◆ ARTIGO
--

A equipa do Salgueiros que se estreou na 1.ª Divisão em 43/44 |
A
velha Europa procurava ainda sair do conflito bélico de proporções
catastróficas que constituiu a 2.ª Guerra Mundial (1939-1945) quando o popular Salgueiral subiu pela primeira vez ao
palco principal do futebol português. Facto ocorrido na temporada de 1943/44, altura
que se jogou a 10,ª edição do Campeonato Nacional da 1.ª Divisão, e onde o
Sporting - que ainda só tinha três dos seus Cinco Violinos - procurava destronar
o Benfica de Guilherme Espírito Santo e de Julinho do trono do desporto rei nacional, e em que o FC
Porto de Pinga e Correia Dias procurava sob a batuta do húngaro Lippo Hertzka,
ex-treinador de Benfica e Real Madrid, recuperar um título que lhe fugia há
três anos para os rivais da capital. Mas havia outros emblemas históricos que
procuravam um lugar ao sol neste Nacional de 43/44, casos do Belenenses, da
Académica, do Olhanense, do Atlético, ou dos dois Vitórias (o de Guimarães e o
de Setúbal). E no meio da nata do futebol lusitano surgia um caloiro, o
Salgueiros, emblema que surpreendeu o país futebolístico ao classificar-se em
2.º lugar no Campeonato Regional do Porto dessa temporada - e que antecedia o
Nacional da 1.ª Divisão -, atrás do FC Porto, clube que dominava o futebol
nortenho de então, mas à frente de clubes que haviam já pisado o palco do
escalão maior de Portugal, casos do Leixões, do Académico do Porto, do Boavista
e do próprio Leça.

--

◆ LISTA DE REGISTOS
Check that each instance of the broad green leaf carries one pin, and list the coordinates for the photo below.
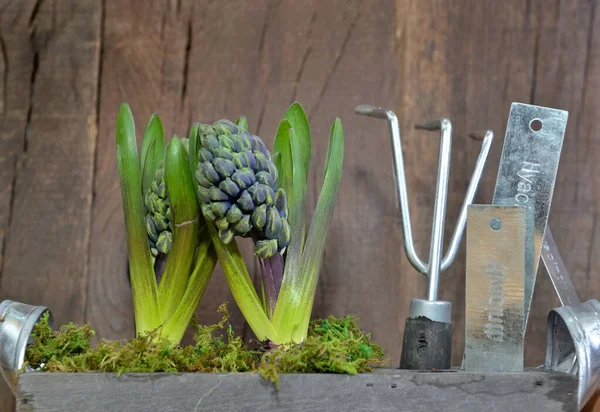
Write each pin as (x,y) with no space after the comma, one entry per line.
(288,295)
(143,283)
(154,130)
(149,169)
(204,264)
(242,122)
(242,288)
(193,145)
(296,115)
(283,157)
(185,211)
(299,298)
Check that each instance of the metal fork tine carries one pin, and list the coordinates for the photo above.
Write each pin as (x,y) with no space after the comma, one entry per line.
(459,228)
(400,178)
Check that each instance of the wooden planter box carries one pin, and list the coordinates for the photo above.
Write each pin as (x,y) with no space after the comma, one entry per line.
(384,390)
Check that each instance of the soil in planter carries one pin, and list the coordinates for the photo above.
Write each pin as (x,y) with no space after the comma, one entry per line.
(333,345)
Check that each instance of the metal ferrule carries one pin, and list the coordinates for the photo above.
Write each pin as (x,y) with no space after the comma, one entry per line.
(573,345)
(16,324)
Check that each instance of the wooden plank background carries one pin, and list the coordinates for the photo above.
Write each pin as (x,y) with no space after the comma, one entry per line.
(65,66)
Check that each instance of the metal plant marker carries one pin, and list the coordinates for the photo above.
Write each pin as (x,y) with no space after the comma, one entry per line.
(427,342)
(495,288)
(573,333)
(527,172)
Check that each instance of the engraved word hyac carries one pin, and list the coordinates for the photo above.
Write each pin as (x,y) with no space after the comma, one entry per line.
(494,328)
(526,176)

--

◆ REQUISITOS DO EXERCÍCIO
1. Responde a estas perguntas sobre o artigo do Salgueiros:
(a) Em que temporada subiu o Salgueiros pela primeira vez ao palco principal do futebol português?
(b) Quem orientava o FC Porto nessa época, segundo o artigo?
(c) Em que lugar ficou o Salgueiros no Campeonato Regional do Porto dessa temporada?
2. Retoma o artigo sobre a estreia do Salgueiros na 1.ª Divisão a partir do ponto em que termina.

◆ LISTA DE RESPOSTAS
1.
(a) Na temporada de 1943/44.
(b) O húngaro Lippo Hertzka, ex-treinador de Benfica e Real Madrid.
(c) Em 2.º lugar, atrás do FC Porto.

2.
Eng. Vidal Pinheiro |
Questionado
ainda se havia boa disposição no plantel, Vidal Pinheiro era perentório em dizer
que ânimo, coragem e fé não faltava num grupo em que ele confiava em pleno para
uma boa campanha. Quanto a moral, resistência.... «Sim, devem tê-la em grau superlativo. Recordemos, por momentos que só
este ano após tanta vicissitude conseguimos atingir o fim almejado: entrar no
Campeonato Nacional da 1.ª Divisão. Portanto, creio que não poderão ter mais
moral do que nesta época. Quanto à resistência, eu lhe explico: deve ter notado
que o grupo, ao concluir qualquer encontro, não dava, este ano, aquela
exteriorização de fadiga, como em anos transatos. Sabe porquê? Pela simples
razão de todos os jogadores terem sido obrigados a seguir, durante o defeso, um
curso de gimnástica e preparação atlética, de forma que ao iniciar-se o
campeonato regional, todos estivessem em boas condições físicas».
Vidal
Pinheiro estava certo de que esta subida à 1.ª Divisão Nacional iria dar muito
mais visibilidade a um clube que... não era só futebol. «Uma coisa lhe quero dizer. Para já, conseguimos isto: que se falasse,
durante todo um ano no nome do meu clube. Já não é como outrora, em que, após a
época do futebol, o Salgueiros desaparecia das gazetas, esquecido até ao ano
seguinte. Agora não. Falou-se nele constantemente: a propósito da natação, do
atletismo, do basquetebol, do andebol, do ciclismo, etc». Era o este o
Salgueiros que Vidal Pinheiro e seus pares vinham trabalhando afincadamente naqueles
anos, um clube eclético que pretendia chamar a atenção do público do desporto
português. E conseguiu-o.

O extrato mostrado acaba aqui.